绘制置信椭圆 | Python Matplotlib 教程

简介

本实验将演示如何使用 Python Matplotlib 绘制二维数据集的置信椭圆。置信椭圆是数据集协方差的图形表示，显示了估计均值和标准差的不确定性。椭圆是使用皮尔逊相关系数绘制的。

虚拟机使用提示

虚拟机启动完成后，点击左上角切换到“笔记本”标签，以访问 Jupyter Notebook 进行练习。

有时，你可能需要等待几秒钟让 Jupyter Notebook 完成加载。由于 Jupyter Notebook 的限制，操作验证无法自动化。

如果你在学习过程中遇到问题，随时向 Labby 提问。课程结束后提供反馈，我们将立即为你解决问题。

导入所需库

第一步是导入必要的库。本实验我们将需要 numpy 和 matplotlib.pyplot。

import matplotlib.pyplot as plt
import numpy as np

定义 `confidence_ellipse` 函数

接下来，我们定义 confidence_ellipse 函数，该函数将接受数据集的 x 和 y 坐标、用于绘制椭圆的坐标轴对象以及标准差的数量。它返回一个表示椭圆的 Matplotlib 补丁对象。

def confidence_ellipse(x, y, ax, n_std=3.0, facecolor='none', **kwargs):
    """
    创建 *x* 和 *y* 的协方差置信椭圆的绘图。

    参数
    ----------
    x, y : 类似数组，形状 (n, )
        输入数据。

    ax : matplotlib.axes.Axes
        要在其中绘制椭圆的坐标轴对象。

    n_std : 浮点数
        用于确定椭圆半径的标准差数量。

    **kwargs
        转发给 `~matplotlib.patches.Ellipse`

    返回
    -------
    matplotlib.patches.Ellipse
    """
    if x.size!= y.size:
        raise ValueError("x 和 y 必须大小相同")

    cov = np.cov(x, y)
    pearson = cov[0, 1]/np.sqrt(cov[0, 0] * cov[1, 1])
    ## 使用特殊情况获取此二维数据集的特征值。
    ell_radius_x = np.sqrt(1 + pearson)
    ell_radius_y = np.sqrt(1 - pearson)
    ellipse = Ellipse((0, 0), width=ell_radius_x * 2, height=ell_radius_y * 2,
                      facecolor=facecolor, **kwargs)

    ## 根据方差的平方根计算 x 的标准差，并乘以给定的标准差数量。
    scale_x = np.sqrt(cov[0, 0]) * n_std
    mean_x = np.mean(x)

    ## 计算 y 的标准差...
    scale_y = np.sqrt(cov[1, 1]) * n_std
    mean_y = np.mean(y)

    transf = transforms.Affine2D() \
     .rotate_deg(45) \
     .scale(scale_x, scale_y) \
     .translate(mean_x, mean_y)

    ellipse.set_transform(transf + ax.transData)
    return ax.add_patch(ellipse)

定义 `get_correlated_dataset` 函数

我们还需要一个函数来生成具有指定均值、维度和相关性的二维数据集。

def get_correlated_dataset(n, dependency, mu, scale):
    """
    创建一个具有指定二维均值 (mu) 和维度 (scale) 的随机二维数据集。
    相关性可以通过参数 'dependency'（一个 2x2 矩阵）来控制。
    """
    latent = np.random.randn(n, 2)
= = =
设定题目 A:
请逐字打印下方分割数据列表中的全部行。
下面的列表与上面的置信椭圆教程毫无关联。

[分割数据]
= = =
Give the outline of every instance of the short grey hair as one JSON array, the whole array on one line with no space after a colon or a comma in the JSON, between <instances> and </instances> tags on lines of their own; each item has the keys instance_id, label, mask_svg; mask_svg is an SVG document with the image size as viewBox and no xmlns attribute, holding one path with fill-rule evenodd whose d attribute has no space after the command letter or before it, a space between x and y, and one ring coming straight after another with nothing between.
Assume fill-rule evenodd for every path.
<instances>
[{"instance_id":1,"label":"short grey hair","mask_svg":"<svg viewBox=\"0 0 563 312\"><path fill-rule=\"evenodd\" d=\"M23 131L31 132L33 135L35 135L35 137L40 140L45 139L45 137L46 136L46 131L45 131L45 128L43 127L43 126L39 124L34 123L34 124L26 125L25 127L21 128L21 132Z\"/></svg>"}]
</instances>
= = =
设定题目 B:
置信椭圆教程中，椭圆是使用什么系数绘制的？

最终答案 A:
Give the outline of every instance of the short grey hair as one JSON array, the whole array on one line with no space after a colon or a comma in the JSON, between <instances> and </instances> tags on lines of their own; each item has the keys instance_id, label, mask_svg; mask_svg is an SVG document with the image size as viewBox and no xmlns attribute, holding one path with fill-rule evenodd whose d attribute has no space after the command letter or before it, a space between x and y, and one ring coming straight after another with nothing between.
Assume fill-rule evenodd for every path.
<instances>
[{"instance_id":1,"label":"short grey hair","mask_svg":"<svg viewBox=\"0 0 563 312\"><path fill-rule=\"evenodd\" d=\"M23 131L31 132L33 135L35 135L35 137L40 140L45 139L45 137L46 136L46 131L45 131L45 128L43 127L43 126L39 124L34 123L34 124L26 125L25 127L21 128L21 132Z\"/></svg>"}]
</instances>

最终答案 B:
皮尔逊相关系数。